Reproduce every line of the items from the line containing "locate the chimney" through the line containing "left=190, top=60, right=195, bottom=69", including the request text. Offset each coordinate in the answers by 96, and leave the numbers in the requests and their sample boxes as they are.

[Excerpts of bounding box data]
## START
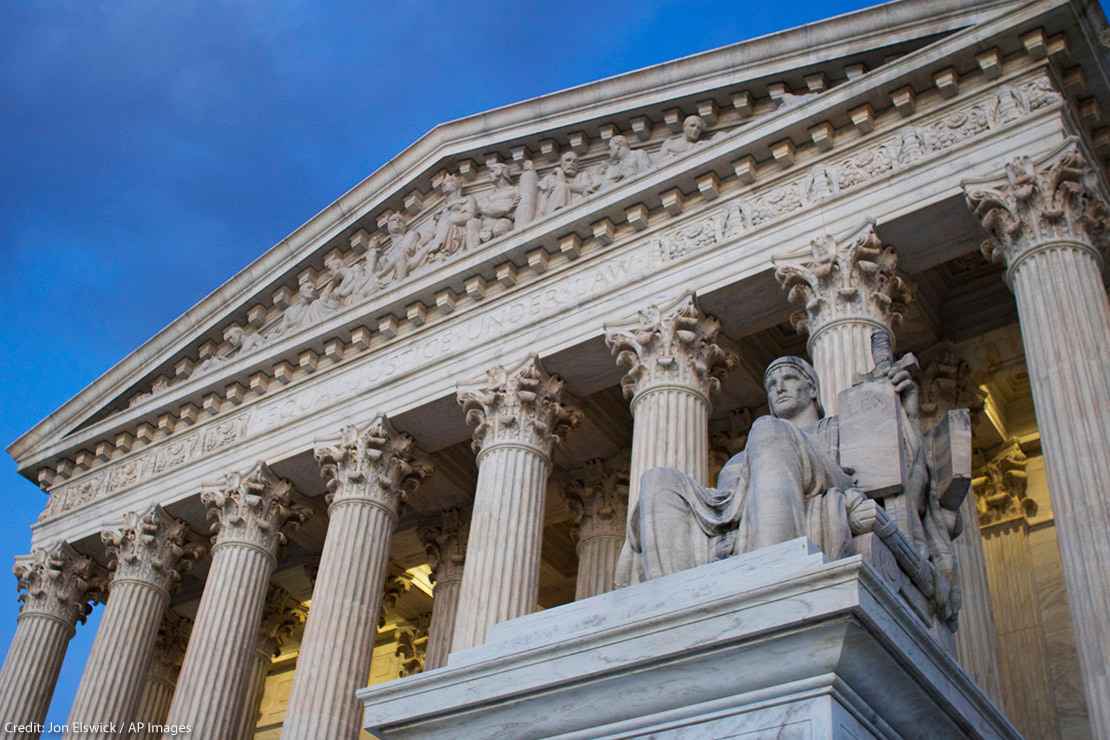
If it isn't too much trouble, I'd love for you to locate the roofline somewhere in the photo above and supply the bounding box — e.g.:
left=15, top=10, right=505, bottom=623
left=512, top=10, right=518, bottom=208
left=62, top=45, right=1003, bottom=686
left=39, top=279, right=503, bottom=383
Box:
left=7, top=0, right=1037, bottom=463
## END
## START
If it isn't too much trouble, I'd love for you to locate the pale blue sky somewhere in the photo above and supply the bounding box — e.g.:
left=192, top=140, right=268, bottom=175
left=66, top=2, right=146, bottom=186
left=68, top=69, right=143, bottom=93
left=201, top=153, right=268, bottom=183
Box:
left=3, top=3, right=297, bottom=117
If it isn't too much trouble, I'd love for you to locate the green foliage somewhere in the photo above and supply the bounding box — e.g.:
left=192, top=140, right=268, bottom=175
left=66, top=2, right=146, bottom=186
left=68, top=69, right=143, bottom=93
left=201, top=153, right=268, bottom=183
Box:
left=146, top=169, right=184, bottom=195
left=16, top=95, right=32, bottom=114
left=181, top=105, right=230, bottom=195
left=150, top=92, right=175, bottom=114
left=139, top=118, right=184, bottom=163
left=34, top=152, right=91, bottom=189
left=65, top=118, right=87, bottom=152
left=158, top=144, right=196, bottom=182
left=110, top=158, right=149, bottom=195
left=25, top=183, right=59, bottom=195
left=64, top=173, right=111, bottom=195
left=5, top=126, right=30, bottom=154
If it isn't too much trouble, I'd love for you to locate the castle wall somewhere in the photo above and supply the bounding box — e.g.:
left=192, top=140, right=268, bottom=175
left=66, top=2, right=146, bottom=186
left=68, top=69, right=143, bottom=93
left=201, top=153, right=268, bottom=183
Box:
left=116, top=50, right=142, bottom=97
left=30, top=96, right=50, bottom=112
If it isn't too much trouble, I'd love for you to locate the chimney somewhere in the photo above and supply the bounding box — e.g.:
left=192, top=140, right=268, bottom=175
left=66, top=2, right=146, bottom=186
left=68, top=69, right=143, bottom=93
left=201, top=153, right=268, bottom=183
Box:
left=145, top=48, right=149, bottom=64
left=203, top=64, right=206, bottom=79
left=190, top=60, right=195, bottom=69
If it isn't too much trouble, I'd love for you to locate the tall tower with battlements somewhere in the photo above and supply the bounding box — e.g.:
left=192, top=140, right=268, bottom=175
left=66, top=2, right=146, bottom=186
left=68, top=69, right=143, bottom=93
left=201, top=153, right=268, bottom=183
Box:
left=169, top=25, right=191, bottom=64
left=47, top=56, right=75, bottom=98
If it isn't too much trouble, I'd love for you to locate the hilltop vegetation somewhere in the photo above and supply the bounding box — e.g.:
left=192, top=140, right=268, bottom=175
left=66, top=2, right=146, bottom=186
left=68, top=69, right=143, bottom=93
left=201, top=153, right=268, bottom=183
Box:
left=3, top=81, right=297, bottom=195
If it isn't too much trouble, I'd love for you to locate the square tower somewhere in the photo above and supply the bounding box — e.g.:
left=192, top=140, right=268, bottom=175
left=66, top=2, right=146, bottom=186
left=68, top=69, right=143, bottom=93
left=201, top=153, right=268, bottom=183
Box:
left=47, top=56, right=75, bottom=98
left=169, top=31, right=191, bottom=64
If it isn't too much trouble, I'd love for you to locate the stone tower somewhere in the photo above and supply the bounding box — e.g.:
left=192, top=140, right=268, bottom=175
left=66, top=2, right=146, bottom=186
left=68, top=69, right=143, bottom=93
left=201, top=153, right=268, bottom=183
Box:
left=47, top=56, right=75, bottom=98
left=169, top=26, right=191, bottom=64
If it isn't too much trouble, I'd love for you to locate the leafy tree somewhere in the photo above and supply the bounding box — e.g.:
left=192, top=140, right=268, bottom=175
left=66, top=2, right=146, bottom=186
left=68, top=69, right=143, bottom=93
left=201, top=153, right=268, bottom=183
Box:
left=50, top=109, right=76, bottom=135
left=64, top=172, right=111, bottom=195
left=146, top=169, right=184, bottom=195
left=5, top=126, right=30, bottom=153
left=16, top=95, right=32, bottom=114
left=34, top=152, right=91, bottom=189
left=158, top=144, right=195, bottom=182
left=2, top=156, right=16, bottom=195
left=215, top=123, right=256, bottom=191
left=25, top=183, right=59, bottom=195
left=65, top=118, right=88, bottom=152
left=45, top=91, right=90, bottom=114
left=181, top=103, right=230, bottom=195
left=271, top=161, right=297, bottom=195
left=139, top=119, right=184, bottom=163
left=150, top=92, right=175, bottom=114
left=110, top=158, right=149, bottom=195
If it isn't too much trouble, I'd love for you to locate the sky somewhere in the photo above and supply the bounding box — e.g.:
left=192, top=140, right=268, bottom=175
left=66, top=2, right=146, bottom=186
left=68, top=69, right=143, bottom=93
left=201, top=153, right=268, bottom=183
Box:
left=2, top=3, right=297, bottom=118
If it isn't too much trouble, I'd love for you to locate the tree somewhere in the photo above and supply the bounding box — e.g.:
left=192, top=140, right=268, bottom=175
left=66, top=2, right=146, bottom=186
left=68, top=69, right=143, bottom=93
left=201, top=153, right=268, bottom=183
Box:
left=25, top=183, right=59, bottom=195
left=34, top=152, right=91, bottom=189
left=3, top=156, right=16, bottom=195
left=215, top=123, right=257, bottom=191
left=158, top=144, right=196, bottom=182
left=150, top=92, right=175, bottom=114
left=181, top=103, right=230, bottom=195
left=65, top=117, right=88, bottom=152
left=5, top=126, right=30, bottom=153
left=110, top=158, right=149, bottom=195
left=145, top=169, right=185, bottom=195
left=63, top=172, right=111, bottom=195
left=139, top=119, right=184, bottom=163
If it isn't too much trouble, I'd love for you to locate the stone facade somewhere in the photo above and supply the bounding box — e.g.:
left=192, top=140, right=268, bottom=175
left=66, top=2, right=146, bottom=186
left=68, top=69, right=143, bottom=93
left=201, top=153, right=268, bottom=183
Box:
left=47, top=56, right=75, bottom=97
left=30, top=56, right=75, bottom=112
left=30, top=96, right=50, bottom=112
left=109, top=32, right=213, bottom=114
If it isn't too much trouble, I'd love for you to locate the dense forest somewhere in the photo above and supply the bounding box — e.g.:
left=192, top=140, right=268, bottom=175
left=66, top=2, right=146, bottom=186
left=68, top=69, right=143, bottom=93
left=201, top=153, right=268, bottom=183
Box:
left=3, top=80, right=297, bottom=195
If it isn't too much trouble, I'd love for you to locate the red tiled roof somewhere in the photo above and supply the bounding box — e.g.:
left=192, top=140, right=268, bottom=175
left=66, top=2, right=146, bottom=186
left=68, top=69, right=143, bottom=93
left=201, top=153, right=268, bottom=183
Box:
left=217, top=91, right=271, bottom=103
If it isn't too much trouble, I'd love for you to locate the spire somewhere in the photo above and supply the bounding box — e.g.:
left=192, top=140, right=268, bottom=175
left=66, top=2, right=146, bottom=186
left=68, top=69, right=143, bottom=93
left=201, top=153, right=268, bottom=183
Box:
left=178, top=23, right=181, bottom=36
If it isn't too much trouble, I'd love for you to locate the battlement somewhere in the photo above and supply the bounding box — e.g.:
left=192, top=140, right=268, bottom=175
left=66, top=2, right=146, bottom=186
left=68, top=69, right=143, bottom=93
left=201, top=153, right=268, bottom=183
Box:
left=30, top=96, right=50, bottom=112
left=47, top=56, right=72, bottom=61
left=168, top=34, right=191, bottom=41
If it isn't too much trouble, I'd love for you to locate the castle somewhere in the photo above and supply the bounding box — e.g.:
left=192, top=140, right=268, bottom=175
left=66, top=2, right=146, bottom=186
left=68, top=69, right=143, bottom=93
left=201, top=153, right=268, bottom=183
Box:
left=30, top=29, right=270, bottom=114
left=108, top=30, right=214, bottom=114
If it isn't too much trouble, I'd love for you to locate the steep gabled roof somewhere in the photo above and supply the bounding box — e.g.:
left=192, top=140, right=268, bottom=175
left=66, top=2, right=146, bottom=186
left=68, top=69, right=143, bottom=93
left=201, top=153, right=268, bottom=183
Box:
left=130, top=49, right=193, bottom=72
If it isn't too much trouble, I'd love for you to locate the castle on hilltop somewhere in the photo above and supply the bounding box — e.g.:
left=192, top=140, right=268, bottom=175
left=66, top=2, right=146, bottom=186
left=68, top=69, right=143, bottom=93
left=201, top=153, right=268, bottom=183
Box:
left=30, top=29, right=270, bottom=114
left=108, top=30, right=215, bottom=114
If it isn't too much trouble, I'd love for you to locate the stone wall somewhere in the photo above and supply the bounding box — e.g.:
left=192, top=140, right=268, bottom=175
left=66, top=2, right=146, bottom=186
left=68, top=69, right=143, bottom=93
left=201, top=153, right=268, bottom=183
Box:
## END
## START
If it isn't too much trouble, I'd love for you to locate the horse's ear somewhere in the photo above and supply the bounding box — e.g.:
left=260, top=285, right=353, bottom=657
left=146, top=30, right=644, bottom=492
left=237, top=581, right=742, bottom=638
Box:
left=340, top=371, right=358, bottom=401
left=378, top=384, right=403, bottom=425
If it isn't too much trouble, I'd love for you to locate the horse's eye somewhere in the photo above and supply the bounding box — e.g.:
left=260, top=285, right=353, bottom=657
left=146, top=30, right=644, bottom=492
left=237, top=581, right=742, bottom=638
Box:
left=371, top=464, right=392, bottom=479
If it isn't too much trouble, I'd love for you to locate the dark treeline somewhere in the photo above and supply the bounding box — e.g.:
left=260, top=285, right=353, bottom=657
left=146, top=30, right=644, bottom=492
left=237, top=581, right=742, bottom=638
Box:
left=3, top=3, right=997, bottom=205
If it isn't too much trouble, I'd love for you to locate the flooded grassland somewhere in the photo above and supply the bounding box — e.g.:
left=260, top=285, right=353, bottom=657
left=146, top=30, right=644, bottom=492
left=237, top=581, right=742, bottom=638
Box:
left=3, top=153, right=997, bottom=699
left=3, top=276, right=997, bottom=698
## END
### RESULT FOR THIS EXERCISE
If it isn't too much trouble, I'd love for you to locate the chimney somewhere in the photo above and supply the bounding box — e.g.:
left=192, top=140, right=268, bottom=175
left=66, top=2, right=146, bottom=186
left=68, top=69, right=143, bottom=93
left=201, top=153, right=268, bottom=183
Box:
left=241, top=144, right=245, bottom=160
left=299, top=160, right=302, bottom=175
left=286, top=156, right=291, bottom=165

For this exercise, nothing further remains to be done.